* Task directions *
Reproduce every line of the material below verbatim, leaving out the pictures.

* Data *
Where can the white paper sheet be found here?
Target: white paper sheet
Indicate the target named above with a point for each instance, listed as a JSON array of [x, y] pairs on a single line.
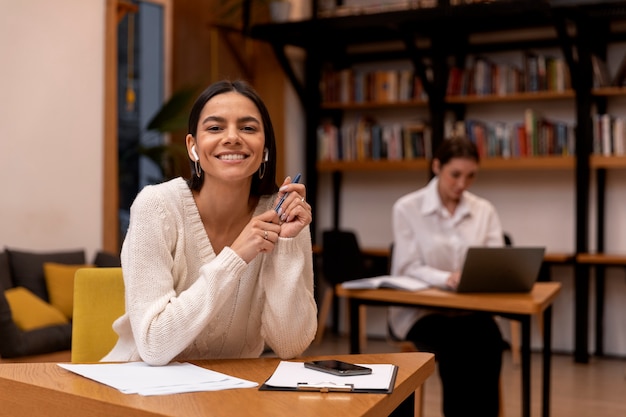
[[143, 379]]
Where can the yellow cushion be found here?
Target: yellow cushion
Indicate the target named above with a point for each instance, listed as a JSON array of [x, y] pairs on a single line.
[[60, 284], [31, 312], [98, 302]]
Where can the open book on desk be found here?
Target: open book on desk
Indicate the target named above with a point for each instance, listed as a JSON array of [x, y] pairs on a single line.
[[395, 282]]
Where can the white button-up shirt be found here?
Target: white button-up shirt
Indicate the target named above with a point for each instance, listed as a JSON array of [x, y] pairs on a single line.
[[430, 243]]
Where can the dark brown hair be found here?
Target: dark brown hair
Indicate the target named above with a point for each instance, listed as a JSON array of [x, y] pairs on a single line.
[[456, 147]]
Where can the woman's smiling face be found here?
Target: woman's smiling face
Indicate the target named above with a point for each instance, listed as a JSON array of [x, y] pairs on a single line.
[[230, 137]]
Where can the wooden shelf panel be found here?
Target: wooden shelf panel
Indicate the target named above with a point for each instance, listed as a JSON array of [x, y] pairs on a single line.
[[599, 161], [371, 165], [525, 96], [375, 105], [601, 259], [609, 91], [499, 164], [534, 163]]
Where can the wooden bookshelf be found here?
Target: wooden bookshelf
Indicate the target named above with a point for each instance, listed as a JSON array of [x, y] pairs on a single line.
[[416, 35], [599, 161]]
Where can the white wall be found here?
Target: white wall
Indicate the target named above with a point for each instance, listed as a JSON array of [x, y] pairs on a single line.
[[51, 124]]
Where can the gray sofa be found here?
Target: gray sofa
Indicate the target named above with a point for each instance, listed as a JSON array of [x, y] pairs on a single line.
[[22, 268]]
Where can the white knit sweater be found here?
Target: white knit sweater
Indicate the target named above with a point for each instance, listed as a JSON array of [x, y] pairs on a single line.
[[183, 302]]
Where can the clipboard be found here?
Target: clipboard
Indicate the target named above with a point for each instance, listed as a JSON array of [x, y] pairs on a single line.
[[293, 376]]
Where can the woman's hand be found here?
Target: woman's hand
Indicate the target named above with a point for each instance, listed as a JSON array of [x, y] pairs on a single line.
[[295, 213], [259, 235]]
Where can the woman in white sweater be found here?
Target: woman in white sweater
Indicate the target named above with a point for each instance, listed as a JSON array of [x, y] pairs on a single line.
[[432, 228], [212, 269]]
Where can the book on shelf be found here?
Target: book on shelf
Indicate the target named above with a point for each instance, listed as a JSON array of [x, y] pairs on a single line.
[[601, 75], [395, 282], [609, 135], [620, 76]]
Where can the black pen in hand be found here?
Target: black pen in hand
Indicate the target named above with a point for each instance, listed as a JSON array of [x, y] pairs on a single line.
[[282, 199]]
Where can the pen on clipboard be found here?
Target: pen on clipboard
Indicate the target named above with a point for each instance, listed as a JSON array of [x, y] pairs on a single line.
[[282, 199]]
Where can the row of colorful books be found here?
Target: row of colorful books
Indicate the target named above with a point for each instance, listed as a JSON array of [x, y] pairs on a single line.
[[534, 136], [609, 135], [486, 77], [361, 86], [367, 140]]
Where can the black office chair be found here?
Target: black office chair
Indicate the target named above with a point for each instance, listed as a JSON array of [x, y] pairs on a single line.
[[342, 260]]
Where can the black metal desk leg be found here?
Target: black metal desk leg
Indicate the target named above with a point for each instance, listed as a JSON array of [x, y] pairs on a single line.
[[525, 366], [581, 312], [599, 279], [547, 360], [355, 325], [406, 407]]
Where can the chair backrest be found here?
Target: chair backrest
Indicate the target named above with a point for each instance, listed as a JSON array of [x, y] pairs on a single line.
[[342, 259], [98, 302], [508, 241]]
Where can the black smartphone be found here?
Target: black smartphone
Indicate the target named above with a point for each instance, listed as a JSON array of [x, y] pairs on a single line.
[[336, 367]]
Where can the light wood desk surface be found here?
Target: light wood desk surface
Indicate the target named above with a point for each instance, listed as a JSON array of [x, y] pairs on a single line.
[[28, 389], [535, 302], [512, 305]]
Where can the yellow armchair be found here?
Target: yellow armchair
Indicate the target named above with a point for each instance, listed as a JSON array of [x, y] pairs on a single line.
[[98, 302]]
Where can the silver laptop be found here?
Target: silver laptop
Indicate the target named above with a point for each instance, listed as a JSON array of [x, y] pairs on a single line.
[[501, 269]]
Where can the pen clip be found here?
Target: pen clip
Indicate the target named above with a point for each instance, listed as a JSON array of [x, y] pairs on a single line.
[[282, 199], [325, 387]]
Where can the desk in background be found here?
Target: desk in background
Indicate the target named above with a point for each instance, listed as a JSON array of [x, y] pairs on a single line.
[[513, 306], [28, 389], [598, 261]]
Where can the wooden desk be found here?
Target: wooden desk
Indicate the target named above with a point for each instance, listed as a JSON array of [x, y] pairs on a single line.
[[28, 389], [514, 306]]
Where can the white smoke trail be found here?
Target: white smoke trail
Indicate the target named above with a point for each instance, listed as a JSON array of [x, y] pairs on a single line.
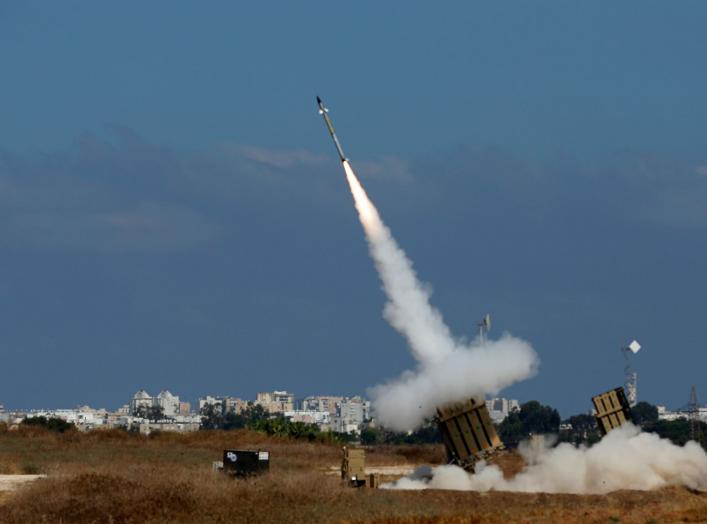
[[624, 459], [447, 369]]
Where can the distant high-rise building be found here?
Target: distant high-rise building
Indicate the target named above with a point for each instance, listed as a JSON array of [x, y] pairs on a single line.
[[322, 403], [208, 400], [276, 401], [234, 405]]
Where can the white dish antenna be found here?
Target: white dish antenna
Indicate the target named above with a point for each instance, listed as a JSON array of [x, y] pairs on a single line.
[[634, 347]]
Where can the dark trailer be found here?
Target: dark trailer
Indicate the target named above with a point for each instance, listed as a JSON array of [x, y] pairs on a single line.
[[244, 463]]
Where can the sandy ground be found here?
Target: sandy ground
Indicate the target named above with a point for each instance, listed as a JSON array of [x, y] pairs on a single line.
[[12, 482]]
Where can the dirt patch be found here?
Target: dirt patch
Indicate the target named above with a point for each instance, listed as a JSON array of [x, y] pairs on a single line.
[[13, 482]]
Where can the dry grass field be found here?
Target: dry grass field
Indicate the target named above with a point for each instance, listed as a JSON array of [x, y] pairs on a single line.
[[115, 477]]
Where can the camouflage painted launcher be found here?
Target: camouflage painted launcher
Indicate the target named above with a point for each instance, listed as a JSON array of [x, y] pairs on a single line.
[[612, 409], [467, 432]]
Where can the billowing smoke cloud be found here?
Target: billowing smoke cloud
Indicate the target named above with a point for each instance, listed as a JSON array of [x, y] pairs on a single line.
[[448, 370], [624, 459]]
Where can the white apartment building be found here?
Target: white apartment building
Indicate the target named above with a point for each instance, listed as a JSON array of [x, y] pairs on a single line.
[[276, 401]]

* Full solution *
Where can the white paper sheet be found here?
Target: white paper sheet
Indicate the target named above with a point for each instance, listed as a JSON array of [x, y] pairs on a single line.
[[143, 379]]
Where can the yellow cushion be found here?
Target: yellow cushion
Indicate the target named above with a point for each instance, listed as a JSON array of [x, y] pairs on a single line.
[[60, 284], [31, 312], [98, 302]]
Where can the open book on desk be found here?
Target: open book on desk
Indicate the target named above with a point for each instance, listed as a JSON array of [x, y] pairs on a single line.
[[395, 282]]
Where can the white button-up shirt be found here?
Target: white button-up shirt
Indicate the target named above with a point for each instance, listed as a JSON array of [x, y] pairs on a single line.
[[430, 243]]
Where can the dark brown hair be found here?
Target: dark brown hair
Indicate the target named above with a point for each instance, listed as a JSON array of [x, y] pairs on a single line.
[[456, 147]]
Where can the woman's smiling face be found here?
Target: woman's smiling face
Indicate the target named above with a point for each instance, listed as a JSON array of [x, y] pairs on a single line.
[[230, 137]]
Where can the wooden shelf panel be found here?
Target: wooden shelf panel
Indicate the target named above with a point for each instance, listed as a JSON array of [x, y] pairs on a single line.
[[599, 161], [371, 165], [525, 96], [375, 105], [601, 259], [609, 91], [499, 164], [534, 163]]
Where can the wooden bookshelf be found here?
Target: wooden bookshelf
Indicate the target named above with a point for each instance, listed as a JSON array of [x, y] pairs on a single line.
[[416, 35], [599, 161]]
Where can the white wall be found here?
Target: white wall
Indicate the target named above with a point for each instance, listed as a JSON array of [x, y] pairs on a single line.
[[51, 124]]
Where can the gray sofa be found here?
Target: gray sofa
Indicate the target named above with a point for each instance, listed as a JSON array of [x, y] pairs on a single line.
[[22, 268]]
Where can the white knit sweater be found here?
Target: white knit sweater
Indicate the target named above with a point for each instance, listed as a JSON array of [x, y] pairs on a single line.
[[183, 302]]
Where can the clipboard be found here?
Target: clipboard
Indicate the target named above with a point for each instance, listed as a JSON array of [x, y] pairs on a single line.
[[293, 376]]
Where can the woman's hand be found here?
Target: woman's hand
Indicate the target named above with a point for each instance, listed as a JSON array of [x, y] pairs on a single line.
[[295, 213], [259, 235]]
Where can the woman in white sweater be found here?
Target: woman in white sweater
Indicate the target named above with a point for each instance, listed as a JSON array of [x, y] pairs on a single line.
[[432, 228], [212, 269]]
Where can the book on shelf be found here?
Target: book on shelf
Indicate the target named above with a point for each instance, listed as a JSON array of [x, y] pairs on a single line.
[[601, 75], [395, 282], [609, 135], [620, 76]]
Where can the black pen in hand be found here?
Target: black pen in hand
Indicate the target named above with a point for each instance, listed as a JSON array of [x, y] pairs on a single line.
[[282, 199]]
Where can the pen on clipboard be found here?
Target: pen on clipboard
Indicate the target named above with a point for each instance, listed as a JSON array of [x, y] pairs on a single line.
[[282, 199]]
Where can the row of colorful books be found here?
Target: row of colorful books
Indicate the target named above with a point for each instance, listed as a JSON array of [x, y] pairs on a single line.
[[534, 136], [609, 135], [486, 77], [361, 86], [367, 140]]
Where can the black office chair be found here?
Target: black office chair
Indicate the target named above with a point for each instance, listed as a JSON array of [x, y] pairs on a single line.
[[342, 260]]
Where can the black metal desk leg be found here?
Target: black metal desk leg
Indicate the target named above with a point for each instance, listed as a JSON array of [x, y] pairs on a single line.
[[525, 366], [581, 312], [599, 279], [547, 360], [355, 325], [406, 407]]
Where can the chair backrest be found here?
Target: chair backrest
Indicate the target named above with a point for each instance, listed as a JSON array of [x, y] pairs on a single line.
[[342, 259], [98, 302], [508, 241]]
Where can the black smartphone be found here?
Target: black smartphone
Indicate the target named above with a point for each instance, listed as a JSON array of [x, y] pairs on a single line.
[[336, 367]]
Where can the light wood desk surface be found here?
Target: light wood desk surface
Indicate the target named above with a point for each instance, listed as a JSON array of [x, y] pairs on a single line.
[[28, 389], [535, 302], [512, 305]]
Where can the yellow armchair be found here?
Target: yellow armchair
Indicate the target named above with a point for each instance, listed as a JSON array of [x, y] pairs on a single line.
[[98, 302]]
Where can the silver laptop be found here?
Target: silver laptop
Indicate the target named above with a point for each instance, listed as a JSON array of [x, y] pairs on a single line.
[[501, 269]]
Where can the pen clip be found here?
Target: pen clip
Indicate the target named above with a point for each instance, listed as a JSON array of [x, y] pairs on a single line.
[[282, 199], [325, 387]]
Where can the desk in background be found here?
Target: desk in background
Indicate the target named above with a point for each instance, listed as a JSON array of [x, y] pairs on a single line.
[[513, 306], [28, 389], [598, 261]]
Where can the wooden desk be found here?
Target: wooden desk
Indicate the target named above with a point for each instance, listed as a JSON array of [x, y] pairs on a single line.
[[28, 389], [514, 306]]
Where can the white smoke trail be found here?
Target: white smoke trail
Indicate the target named above with a point for each instance, listed as a JSON array of [x, y] pairs on a single line.
[[624, 459], [447, 369]]
Where can the distant high-rise building be found here?
Target: distant high-rise building
Indicate the target named above with a point for each instance, listed as a JSON array of [x, y] pairs on a single line.
[[322, 403], [208, 400], [276, 401], [234, 405]]
Where can the white dish antenna be found here?
Target: white dish antenna
Indicate the target named above with a point for each instance, listed as a JSON array of [x, y] pairs on a single line.
[[634, 347]]
Where can the dark trailer be found here?
Target: dark trailer
Indicate the target named above with a point for each instance, listed as a JSON array of [x, y] pairs on a single line.
[[244, 463]]
Where can the sandy ground be found here?
Target: sandy ground
Indicate the target named above with a point for each instance, listed as a JSON array of [x, y] pairs on a single line.
[[12, 482]]
Where can the dirt patch be found here?
Target: dirt patch
Indicate the target named above with a point for each instance, listed as a JSON array of [x, y] pairs on a single line.
[[13, 482]]
Where can the dry grass field be found here?
Target: dry grass field
Indicate the target named above with a point for each instance, listed as a JSON array of [x, y] pairs on a single line.
[[115, 477]]
Where can the camouflage painted launcher be found here?
Target: camouflage painted launcher
Indicate the target named above with a point for each instance, listed as a JSON array of [x, y] pairs on a single line.
[[612, 409], [467, 432]]
Where can the billowing smoke cloud be found here?
Target: billowing smoke cloud
Indicate the target named above with a point for each instance, listed as a JSON array of [x, y] pairs on a single line.
[[448, 370], [624, 459]]
Where can the white apartment building be found here?
Target: white apartment building
Indicate the target named above with a point for each instance, listed as a JSON array of [x, y] pairs on a single line.
[[276, 401]]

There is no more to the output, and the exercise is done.